■ DOCUMENT TEXT:

━━━━━━━━━━━━━━━━━━━━

The deficiencies of this edition are so great as to impair, and in some cases to destroy its value as an index to true opinions of Mr. Jefferson, and to his relation to the men and events of his time....the fact remains that the writings of one of the foremost statesmen in American history have been given to the world in a most incomplete form, omitting far more than they contain ....After hearing Spofford's sobering report, the joint committee appeared to be convinced of the necessity of a new edition of Jefferson's writings to be prepared by Miss Randolph under Spofford's general direction.45 On April 26, 1888, and again on January 29, 1889, the joint committee came out in favor of sponsoring a new and comprehensive edition of Jefferson's "correspondence sent and received," for which Miss Randolph was to receive $2,500 a year.46 However, by 1889 the committee was also considering the purchase of the papers in Miss Randolph's possession, none of which were duplicated in the State Department collection. The debate in Congress over the purchase continued for several years and in the meantime the editorial project was shunted aside. Sarah Randolph died on April 25, 1892, leaving the papers to her sister Caroline Ramsey Randolph.47 The joint committee had recognized the value of reuniting the public and private collections of Jeffersonian correspondence, but it was unable to persuade Congress, and an outstanding opportunity to correct the failures of the previous generation was lost.48
These valuable papers have just been discovered by me in the clearance effected of a room next to the Congressional Library in the Capitol, in which have been piled for many years (it being the only place under lock and key) the accumulations of manuscripts, rare books, etc. which could not be protected in the Library proper.
These Jefferson papers were sent to the Joint Committee on the Library, with others, upon an application of the heirs to have returned to them the papers of a private nature, which had been in possession of the government pending the selection of material to be published. An examination of all the papers resulted in the return by the Committee of a section of the papers which were unquestionably private, to Miss Sarah N. Randolph, representing the heirs, leaving all which were of a public nature, or partly public and partly private, in the hands of the Committee.

━━━━━━━━━━━━━━━━━━━━

■ RECORD EXTRACTS:
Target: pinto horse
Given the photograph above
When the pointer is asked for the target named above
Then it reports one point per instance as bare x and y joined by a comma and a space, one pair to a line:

━━━━━━━━━━━━━━━━━━━━

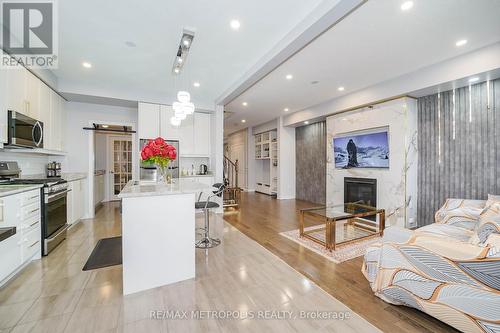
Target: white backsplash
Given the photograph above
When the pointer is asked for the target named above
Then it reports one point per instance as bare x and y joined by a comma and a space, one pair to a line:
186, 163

━━━━━━━━━━━━━━━━━━━━

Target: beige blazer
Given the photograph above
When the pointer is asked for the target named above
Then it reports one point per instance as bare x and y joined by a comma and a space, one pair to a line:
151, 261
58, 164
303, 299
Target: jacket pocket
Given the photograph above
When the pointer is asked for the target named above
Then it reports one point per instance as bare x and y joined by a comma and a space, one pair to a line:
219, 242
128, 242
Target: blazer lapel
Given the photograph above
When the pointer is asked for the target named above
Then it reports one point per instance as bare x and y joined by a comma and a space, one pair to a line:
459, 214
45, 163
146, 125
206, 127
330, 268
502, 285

━━━━━━━━━━━━━━━━━━━━

■ WHAT YOU NEED TO DO:
A - How would you put this sentence from the passage on Jefferson's papers into Spanish: "The debate in Congress over the purchase continued for several years and in the meantime the editorial project was shunted aside."?
B - Can you write the next part of the passage on Jefferson's papers, picking up after its final sentence?

■ ANSWERS BY TASK:
A - El debate en el Congreso sobre la compra se prolongó durante varios años y, mientras tanto, el proyecto editorial quedó relegado.

B -
This deposit, with multitudes of others, was completely overlooked by me in the multiplicity of increasing cares and labors pressing upon the librarian in the Copyright Bureau and the Library proper, and their discovery, after so many years, enables me to perform a most gratifying though tardy act of justice in restoring them to the Department. They are believed to be wholly intact.49The material was added to the Jefferson holdings of the Bureau of Rolls and Library at the Department of State, which already included, according to an undated holograph list:
Case No 18. Jefferson Papers 1st Series letters from Jefferson 14 vols 4o 2d " " recd by Jefferson 91 " " 3d " " Treasury, War & Navy 11 " " letters 4th " " & notes recd while Secy of State 3 " " 5th " Miscellaneous 16 " " 1st " Index to names 1 " " 2d, 3d, 4th & 5th Series, Index to names 1 " " Canons of etiquette with letter of Rufus King to Madison enclosed in Book cover Letters to Jefferson concerning his administration Package loose papers Letters of Jefferson from Paris during 1786-1787-1788 Bundle of Papers Diary of Thomas Jefferson 1783. (Small 12mo calf binding.) in envelope Design of a monument to Jefferson Batture case-pamphlet with written notes by Jefferson50
The material sent from the Library of Congress in December 1897 was bound in 19 additional volumes and formed a sixth series of Jefferson papers.51 By an act of Congress, February 25, 1903, however, heads of government agencies were authorized to turn over to the Library of Congress "books, maps, or other material" no longer needed in the conduct of their business. The Jefferson papers formed one of the first groups to be transferred in accordance with this act and following an executive order of March 9, 1903. The Library received them on July 25, 1904. The Department of State retained two groups of Jeffersonian letters: transcripts of his Parisian letters, May 11, 1785-August 6, 1787; and his official letters, as minister to France, to Congress and to John Jay, secretary for foreign affairs.52 In addition to the six series of bound papers, the Library of Congress received:
The Virginia Almanack for the 1773, Containing Memoranda in Jefferson's handwriting relating to money matters.
Letters to Jefferson, 1801-1804. 32 unbound mounted sheets.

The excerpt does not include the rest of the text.